[Dataset entries]

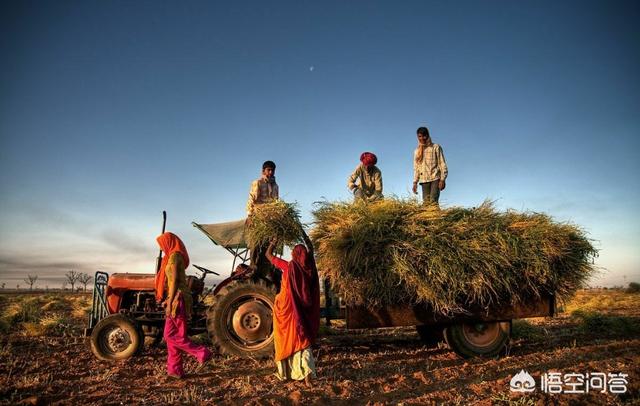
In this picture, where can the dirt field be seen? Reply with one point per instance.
(44, 360)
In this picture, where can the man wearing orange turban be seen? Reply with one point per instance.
(366, 180)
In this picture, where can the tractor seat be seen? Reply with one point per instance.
(132, 281)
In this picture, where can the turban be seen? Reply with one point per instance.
(368, 159)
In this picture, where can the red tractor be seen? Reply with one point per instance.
(238, 317)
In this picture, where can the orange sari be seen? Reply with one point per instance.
(296, 311)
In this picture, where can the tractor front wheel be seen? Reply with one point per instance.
(116, 337)
(240, 321)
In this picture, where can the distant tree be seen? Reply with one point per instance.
(72, 277)
(30, 280)
(84, 280)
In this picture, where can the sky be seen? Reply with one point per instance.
(111, 112)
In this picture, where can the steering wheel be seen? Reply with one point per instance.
(205, 270)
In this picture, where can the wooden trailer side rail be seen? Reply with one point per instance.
(396, 316)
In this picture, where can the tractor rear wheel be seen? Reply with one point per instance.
(240, 320)
(116, 337)
(471, 339)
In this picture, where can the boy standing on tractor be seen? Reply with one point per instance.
(263, 190)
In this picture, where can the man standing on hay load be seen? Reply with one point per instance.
(263, 190)
(366, 180)
(429, 168)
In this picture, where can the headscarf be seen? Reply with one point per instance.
(421, 148)
(305, 290)
(368, 158)
(169, 243)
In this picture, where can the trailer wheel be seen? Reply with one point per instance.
(430, 335)
(116, 337)
(240, 320)
(471, 339)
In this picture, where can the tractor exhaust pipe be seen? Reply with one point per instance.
(159, 259)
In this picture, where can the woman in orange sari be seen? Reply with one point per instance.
(172, 280)
(296, 313)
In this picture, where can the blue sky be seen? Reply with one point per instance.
(111, 112)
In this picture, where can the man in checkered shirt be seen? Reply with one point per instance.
(429, 168)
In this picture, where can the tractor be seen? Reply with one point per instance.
(236, 313)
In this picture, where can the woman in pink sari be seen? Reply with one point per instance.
(296, 313)
(177, 304)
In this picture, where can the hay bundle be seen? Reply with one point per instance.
(277, 220)
(400, 251)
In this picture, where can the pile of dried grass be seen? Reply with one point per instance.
(400, 251)
(277, 220)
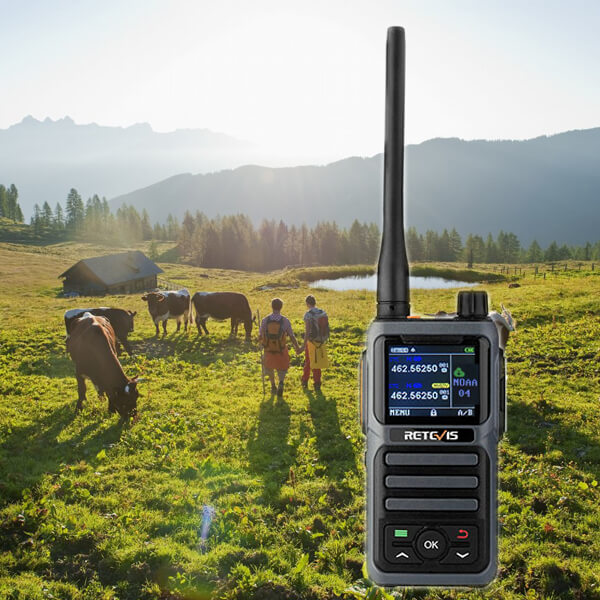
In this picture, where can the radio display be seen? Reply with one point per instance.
(433, 383)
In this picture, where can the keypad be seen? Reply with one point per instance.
(433, 505)
(444, 544)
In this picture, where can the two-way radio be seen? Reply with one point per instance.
(433, 407)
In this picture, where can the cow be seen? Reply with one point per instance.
(223, 305)
(92, 347)
(120, 320)
(169, 305)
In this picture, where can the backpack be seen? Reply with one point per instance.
(274, 336)
(318, 326)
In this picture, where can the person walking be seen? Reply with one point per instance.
(274, 331)
(316, 336)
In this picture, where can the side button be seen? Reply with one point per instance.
(404, 555)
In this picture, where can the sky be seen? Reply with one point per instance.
(304, 78)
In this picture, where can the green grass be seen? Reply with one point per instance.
(91, 508)
(453, 271)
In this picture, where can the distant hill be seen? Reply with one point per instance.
(546, 188)
(46, 158)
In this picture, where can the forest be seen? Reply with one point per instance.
(236, 242)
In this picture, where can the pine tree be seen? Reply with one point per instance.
(59, 219)
(75, 212)
(534, 252)
(47, 215)
(3, 202)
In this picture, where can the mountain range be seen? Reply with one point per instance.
(45, 159)
(547, 188)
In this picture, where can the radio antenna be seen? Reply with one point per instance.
(392, 271)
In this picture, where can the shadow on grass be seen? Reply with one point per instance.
(269, 453)
(195, 349)
(537, 427)
(31, 451)
(336, 453)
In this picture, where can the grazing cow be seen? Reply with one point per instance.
(169, 305)
(92, 346)
(120, 320)
(223, 305)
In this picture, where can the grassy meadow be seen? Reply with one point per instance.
(91, 508)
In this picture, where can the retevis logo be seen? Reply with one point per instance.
(431, 436)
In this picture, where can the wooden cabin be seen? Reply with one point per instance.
(123, 273)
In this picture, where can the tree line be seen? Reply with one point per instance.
(9, 203)
(505, 248)
(235, 242)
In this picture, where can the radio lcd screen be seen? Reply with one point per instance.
(432, 382)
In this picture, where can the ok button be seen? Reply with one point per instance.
(431, 544)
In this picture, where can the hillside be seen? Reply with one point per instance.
(90, 508)
(545, 188)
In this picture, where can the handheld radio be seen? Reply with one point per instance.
(432, 407)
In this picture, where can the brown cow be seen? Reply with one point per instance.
(169, 305)
(223, 305)
(121, 321)
(92, 346)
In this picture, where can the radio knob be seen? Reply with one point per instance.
(472, 305)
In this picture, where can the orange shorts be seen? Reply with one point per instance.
(280, 361)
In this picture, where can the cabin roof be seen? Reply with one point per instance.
(115, 268)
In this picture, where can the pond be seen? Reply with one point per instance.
(369, 282)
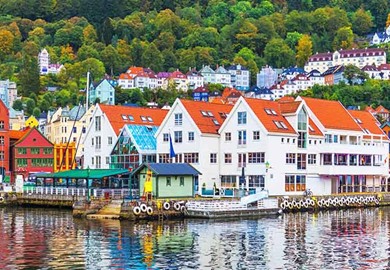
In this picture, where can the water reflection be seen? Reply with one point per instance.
(52, 239)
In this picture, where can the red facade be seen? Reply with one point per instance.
(4, 142)
(33, 153)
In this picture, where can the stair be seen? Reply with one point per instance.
(109, 211)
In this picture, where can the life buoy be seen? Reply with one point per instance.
(144, 207)
(166, 205)
(176, 206)
(136, 210)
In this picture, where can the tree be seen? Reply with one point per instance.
(6, 43)
(278, 54)
(304, 50)
(362, 22)
(343, 38)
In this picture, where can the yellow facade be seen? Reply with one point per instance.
(64, 154)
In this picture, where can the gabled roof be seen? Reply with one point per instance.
(331, 114)
(119, 115)
(271, 121)
(207, 116)
(162, 169)
(367, 121)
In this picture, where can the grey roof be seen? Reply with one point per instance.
(169, 168)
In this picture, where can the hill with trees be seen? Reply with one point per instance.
(106, 37)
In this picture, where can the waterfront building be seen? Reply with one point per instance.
(240, 77)
(167, 180)
(189, 134)
(107, 121)
(32, 153)
(4, 143)
(291, 145)
(8, 92)
(356, 57)
(103, 91)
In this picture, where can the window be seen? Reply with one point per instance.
(191, 157)
(241, 118)
(191, 136)
(213, 158)
(241, 160)
(178, 136)
(256, 157)
(256, 181)
(301, 161)
(178, 119)
(228, 181)
(228, 158)
(163, 158)
(312, 159)
(242, 137)
(98, 124)
(165, 137)
(290, 158)
(168, 181)
(228, 136)
(98, 142)
(47, 151)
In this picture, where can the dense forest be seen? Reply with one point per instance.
(106, 37)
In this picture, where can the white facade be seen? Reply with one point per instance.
(98, 141)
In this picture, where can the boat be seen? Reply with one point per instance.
(254, 205)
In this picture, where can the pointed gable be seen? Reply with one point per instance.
(331, 114)
(207, 116)
(367, 122)
(270, 115)
(121, 115)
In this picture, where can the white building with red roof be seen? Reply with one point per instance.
(356, 57)
(106, 123)
(193, 127)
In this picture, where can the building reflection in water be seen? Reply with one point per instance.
(344, 239)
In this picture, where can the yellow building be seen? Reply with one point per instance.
(31, 122)
(64, 156)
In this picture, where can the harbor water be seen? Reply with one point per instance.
(36, 238)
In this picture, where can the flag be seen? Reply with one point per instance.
(172, 153)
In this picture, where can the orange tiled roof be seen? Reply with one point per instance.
(367, 121)
(206, 123)
(289, 107)
(259, 107)
(331, 114)
(114, 115)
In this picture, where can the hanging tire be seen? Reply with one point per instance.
(176, 206)
(166, 205)
(144, 208)
(137, 210)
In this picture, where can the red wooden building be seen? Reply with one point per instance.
(4, 143)
(31, 154)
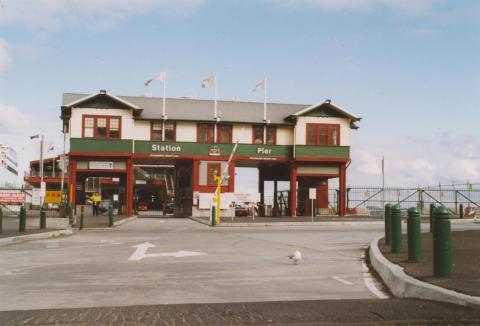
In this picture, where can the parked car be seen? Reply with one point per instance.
(142, 206)
(240, 210)
(168, 206)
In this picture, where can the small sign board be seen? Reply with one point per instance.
(12, 197)
(100, 165)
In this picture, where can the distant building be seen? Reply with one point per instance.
(8, 167)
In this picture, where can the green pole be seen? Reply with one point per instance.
(388, 224)
(70, 213)
(432, 209)
(22, 220)
(442, 243)
(396, 229)
(414, 237)
(81, 218)
(110, 216)
(43, 218)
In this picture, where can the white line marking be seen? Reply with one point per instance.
(341, 280)
(369, 281)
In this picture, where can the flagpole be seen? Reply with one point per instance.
(163, 105)
(265, 112)
(215, 114)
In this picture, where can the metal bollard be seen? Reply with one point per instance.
(396, 229)
(1, 220)
(432, 210)
(110, 216)
(43, 218)
(81, 218)
(214, 217)
(22, 220)
(388, 224)
(442, 243)
(414, 235)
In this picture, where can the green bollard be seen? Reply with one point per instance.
(214, 217)
(414, 235)
(442, 243)
(22, 220)
(388, 224)
(81, 218)
(110, 216)
(396, 228)
(1, 220)
(43, 218)
(432, 210)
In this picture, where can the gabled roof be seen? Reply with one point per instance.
(330, 105)
(72, 102)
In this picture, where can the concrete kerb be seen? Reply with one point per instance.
(404, 286)
(35, 236)
(266, 224)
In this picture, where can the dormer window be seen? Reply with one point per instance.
(323, 134)
(102, 127)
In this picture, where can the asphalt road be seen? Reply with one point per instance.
(179, 272)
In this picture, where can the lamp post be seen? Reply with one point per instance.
(41, 165)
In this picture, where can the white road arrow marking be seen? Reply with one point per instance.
(141, 252)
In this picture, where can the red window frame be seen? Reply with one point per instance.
(210, 178)
(328, 129)
(160, 121)
(210, 129)
(95, 128)
(260, 129)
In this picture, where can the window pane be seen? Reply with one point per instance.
(258, 135)
(311, 135)
(102, 127)
(169, 131)
(322, 135)
(271, 135)
(114, 130)
(334, 136)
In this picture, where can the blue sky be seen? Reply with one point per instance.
(409, 68)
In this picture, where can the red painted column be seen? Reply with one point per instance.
(129, 187)
(293, 189)
(72, 182)
(343, 190)
(231, 180)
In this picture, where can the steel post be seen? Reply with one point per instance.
(442, 247)
(388, 224)
(396, 229)
(414, 235)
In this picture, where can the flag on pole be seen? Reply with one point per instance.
(208, 82)
(160, 77)
(260, 86)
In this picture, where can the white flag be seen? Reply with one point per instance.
(260, 86)
(161, 77)
(210, 81)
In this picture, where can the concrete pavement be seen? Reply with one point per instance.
(92, 269)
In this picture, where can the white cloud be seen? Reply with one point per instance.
(13, 121)
(414, 7)
(5, 58)
(443, 158)
(90, 13)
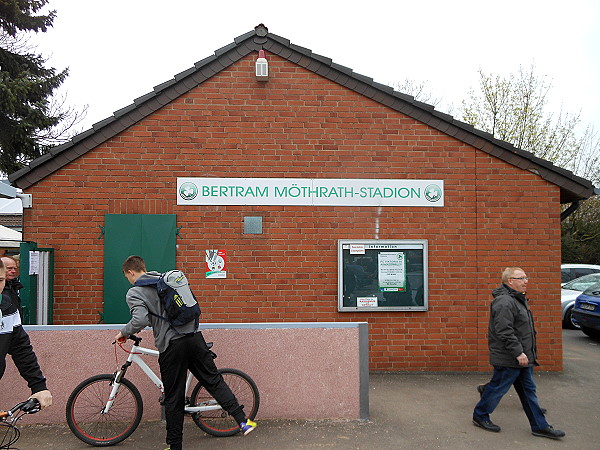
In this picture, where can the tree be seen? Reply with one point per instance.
(513, 109)
(29, 116)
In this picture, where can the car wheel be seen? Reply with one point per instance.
(591, 332)
(568, 320)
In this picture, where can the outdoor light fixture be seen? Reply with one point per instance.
(262, 67)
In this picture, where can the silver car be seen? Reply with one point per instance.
(570, 291)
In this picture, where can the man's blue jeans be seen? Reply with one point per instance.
(502, 379)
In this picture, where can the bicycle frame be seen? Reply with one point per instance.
(136, 358)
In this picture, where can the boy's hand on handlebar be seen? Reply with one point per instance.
(120, 338)
(44, 397)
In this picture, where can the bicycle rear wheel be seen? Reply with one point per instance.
(218, 422)
(85, 405)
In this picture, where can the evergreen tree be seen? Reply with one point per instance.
(26, 86)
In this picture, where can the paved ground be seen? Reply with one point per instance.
(412, 411)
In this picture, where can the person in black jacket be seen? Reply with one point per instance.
(14, 340)
(513, 353)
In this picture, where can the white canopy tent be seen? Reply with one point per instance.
(9, 238)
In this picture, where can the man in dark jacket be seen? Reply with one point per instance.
(13, 338)
(511, 341)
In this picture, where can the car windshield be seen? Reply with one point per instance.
(593, 291)
(581, 284)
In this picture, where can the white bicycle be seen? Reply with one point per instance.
(105, 409)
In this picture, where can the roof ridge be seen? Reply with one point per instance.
(261, 38)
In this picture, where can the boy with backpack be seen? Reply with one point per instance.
(181, 347)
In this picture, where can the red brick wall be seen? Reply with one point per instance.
(301, 125)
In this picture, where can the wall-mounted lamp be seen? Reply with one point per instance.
(262, 67)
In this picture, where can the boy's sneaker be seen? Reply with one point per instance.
(247, 427)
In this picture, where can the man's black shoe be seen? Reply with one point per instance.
(549, 433)
(480, 389)
(486, 425)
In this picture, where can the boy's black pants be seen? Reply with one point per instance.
(190, 352)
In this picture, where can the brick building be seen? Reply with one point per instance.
(103, 195)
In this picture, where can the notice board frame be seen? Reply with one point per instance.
(367, 281)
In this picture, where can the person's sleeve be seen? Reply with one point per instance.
(139, 313)
(503, 324)
(26, 361)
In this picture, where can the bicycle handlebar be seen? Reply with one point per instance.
(133, 337)
(29, 406)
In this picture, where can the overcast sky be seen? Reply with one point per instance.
(118, 50)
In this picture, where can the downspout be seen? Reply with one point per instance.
(575, 206)
(570, 210)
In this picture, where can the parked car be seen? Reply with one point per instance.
(569, 272)
(586, 311)
(570, 291)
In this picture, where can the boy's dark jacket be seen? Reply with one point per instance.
(15, 341)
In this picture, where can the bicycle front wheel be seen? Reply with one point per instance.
(217, 422)
(86, 403)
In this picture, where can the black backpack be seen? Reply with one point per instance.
(176, 297)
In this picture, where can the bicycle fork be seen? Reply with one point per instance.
(115, 387)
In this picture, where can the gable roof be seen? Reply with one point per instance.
(572, 187)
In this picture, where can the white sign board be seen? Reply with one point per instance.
(309, 192)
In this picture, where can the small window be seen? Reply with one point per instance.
(382, 275)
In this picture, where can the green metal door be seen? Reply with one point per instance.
(151, 236)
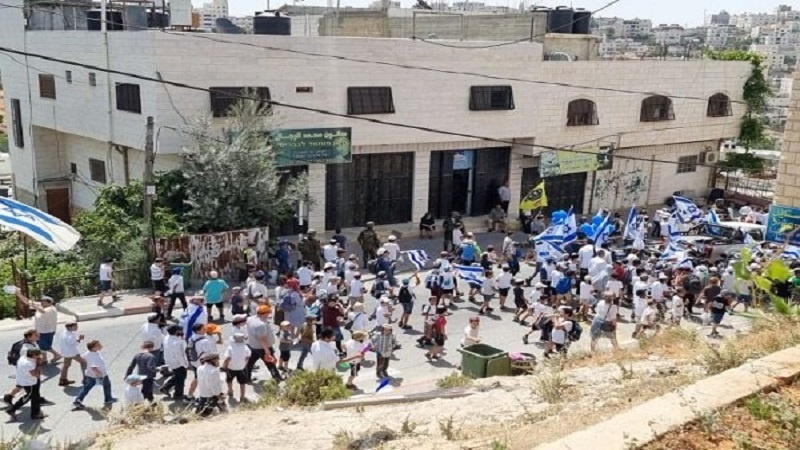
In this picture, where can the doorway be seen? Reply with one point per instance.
(58, 203)
(461, 191)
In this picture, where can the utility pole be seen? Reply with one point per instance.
(149, 187)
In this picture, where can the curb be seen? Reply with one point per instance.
(652, 419)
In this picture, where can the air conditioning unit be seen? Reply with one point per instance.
(710, 157)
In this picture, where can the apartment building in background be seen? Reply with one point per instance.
(499, 113)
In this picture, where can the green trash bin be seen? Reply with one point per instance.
(186, 273)
(482, 361)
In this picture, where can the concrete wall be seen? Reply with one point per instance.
(380, 24)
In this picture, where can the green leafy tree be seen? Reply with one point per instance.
(232, 180)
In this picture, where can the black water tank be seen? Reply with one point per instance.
(581, 21)
(157, 20)
(560, 20)
(277, 25)
(113, 20)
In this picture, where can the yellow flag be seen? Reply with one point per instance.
(536, 198)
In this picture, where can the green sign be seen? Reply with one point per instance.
(312, 146)
(561, 162)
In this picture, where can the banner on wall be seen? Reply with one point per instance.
(583, 159)
(299, 147)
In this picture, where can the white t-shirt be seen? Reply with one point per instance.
(24, 367)
(356, 288)
(677, 306)
(353, 347)
(648, 316)
(105, 272)
(304, 275)
(392, 249)
(585, 255)
(133, 395)
(614, 286)
(325, 357)
(504, 280)
(156, 272)
(239, 353)
(560, 336)
(208, 381)
(151, 332)
(94, 360)
(46, 321)
(68, 343)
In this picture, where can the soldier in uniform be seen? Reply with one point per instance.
(369, 242)
(310, 248)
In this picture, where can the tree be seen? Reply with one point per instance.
(232, 180)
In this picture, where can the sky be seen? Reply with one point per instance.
(682, 12)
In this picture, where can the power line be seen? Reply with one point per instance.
(323, 111)
(415, 67)
(517, 41)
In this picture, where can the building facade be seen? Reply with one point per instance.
(659, 118)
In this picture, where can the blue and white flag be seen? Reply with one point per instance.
(792, 252)
(603, 232)
(712, 217)
(688, 211)
(632, 225)
(418, 258)
(42, 227)
(470, 274)
(673, 232)
(570, 228)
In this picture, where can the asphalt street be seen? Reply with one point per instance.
(411, 370)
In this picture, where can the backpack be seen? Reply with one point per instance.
(191, 349)
(15, 352)
(563, 286)
(372, 265)
(404, 296)
(693, 284)
(576, 331)
(432, 281)
(287, 305)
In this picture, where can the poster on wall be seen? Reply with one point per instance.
(781, 222)
(584, 159)
(299, 147)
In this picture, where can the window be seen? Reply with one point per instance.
(719, 105)
(656, 109)
(47, 86)
(490, 98)
(128, 98)
(16, 123)
(97, 170)
(222, 98)
(582, 112)
(370, 100)
(687, 164)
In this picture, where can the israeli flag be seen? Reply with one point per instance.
(42, 227)
(470, 274)
(712, 217)
(631, 226)
(418, 258)
(687, 210)
(791, 252)
(603, 232)
(570, 228)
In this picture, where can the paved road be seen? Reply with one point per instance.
(411, 368)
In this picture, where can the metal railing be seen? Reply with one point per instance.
(82, 285)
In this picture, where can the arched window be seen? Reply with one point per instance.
(582, 112)
(719, 105)
(656, 109)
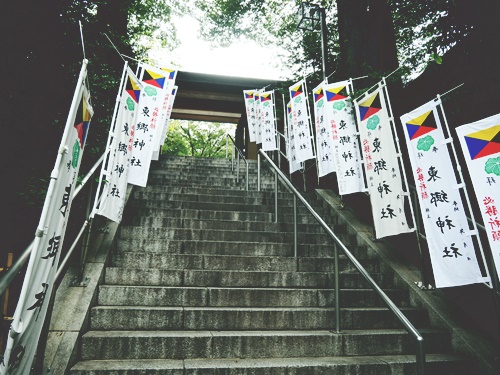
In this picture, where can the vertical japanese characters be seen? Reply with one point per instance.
(381, 164)
(115, 169)
(447, 231)
(44, 259)
(268, 121)
(302, 137)
(480, 142)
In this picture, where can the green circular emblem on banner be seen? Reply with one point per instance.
(76, 154)
(373, 122)
(130, 104)
(339, 105)
(492, 166)
(425, 143)
(151, 91)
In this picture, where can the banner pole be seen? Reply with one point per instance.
(109, 142)
(462, 185)
(398, 151)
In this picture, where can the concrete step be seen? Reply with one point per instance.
(135, 259)
(212, 191)
(220, 206)
(437, 364)
(111, 295)
(234, 248)
(238, 279)
(259, 226)
(134, 209)
(109, 345)
(224, 235)
(248, 318)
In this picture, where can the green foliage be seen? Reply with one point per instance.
(200, 139)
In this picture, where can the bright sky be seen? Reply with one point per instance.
(243, 59)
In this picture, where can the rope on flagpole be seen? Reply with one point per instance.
(81, 36)
(453, 89)
(116, 49)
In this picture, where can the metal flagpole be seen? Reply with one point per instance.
(311, 130)
(461, 185)
(109, 142)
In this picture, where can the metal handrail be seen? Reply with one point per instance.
(19, 263)
(420, 355)
(239, 154)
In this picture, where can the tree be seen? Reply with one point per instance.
(203, 139)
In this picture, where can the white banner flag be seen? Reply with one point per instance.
(324, 135)
(381, 165)
(258, 117)
(302, 137)
(449, 239)
(480, 143)
(171, 75)
(294, 164)
(153, 105)
(38, 283)
(268, 121)
(250, 108)
(115, 169)
(344, 138)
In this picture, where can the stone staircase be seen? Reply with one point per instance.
(205, 282)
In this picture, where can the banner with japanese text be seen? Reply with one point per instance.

→ Task requirements
Return exactly the lines from the one containing "In this picture, where can the bright" through the last line of the records above, both included, and nothing else.

→ Result for this exercise
In this picture, where can the bright sky be seen? Reply with one point per instance.
(243, 59)
In this picture, where can the rope on flagpole be seen? Reply with one point per instance.
(81, 36)
(453, 89)
(116, 49)
In this picture, where can the metal flagpole be seen? Reply with one point per instance.
(311, 130)
(461, 185)
(109, 142)
In this picture, where can the metal handrail be seen? Reply with one point per instance.
(19, 263)
(420, 355)
(239, 154)
In this picture, where can the tree be seen? Reply with one point per instance.
(203, 139)
In this picture, where can the white banner flag be seen? Reply with one point per instance.
(324, 135)
(381, 165)
(258, 117)
(302, 137)
(449, 239)
(480, 143)
(171, 75)
(294, 164)
(153, 105)
(38, 283)
(268, 121)
(250, 108)
(115, 169)
(344, 138)
In this picture, where can the stone staircase be seen? Reply with one point per instance.
(205, 282)
In this picture, where can the banner with japanese text be seen? Reply with one point per instance.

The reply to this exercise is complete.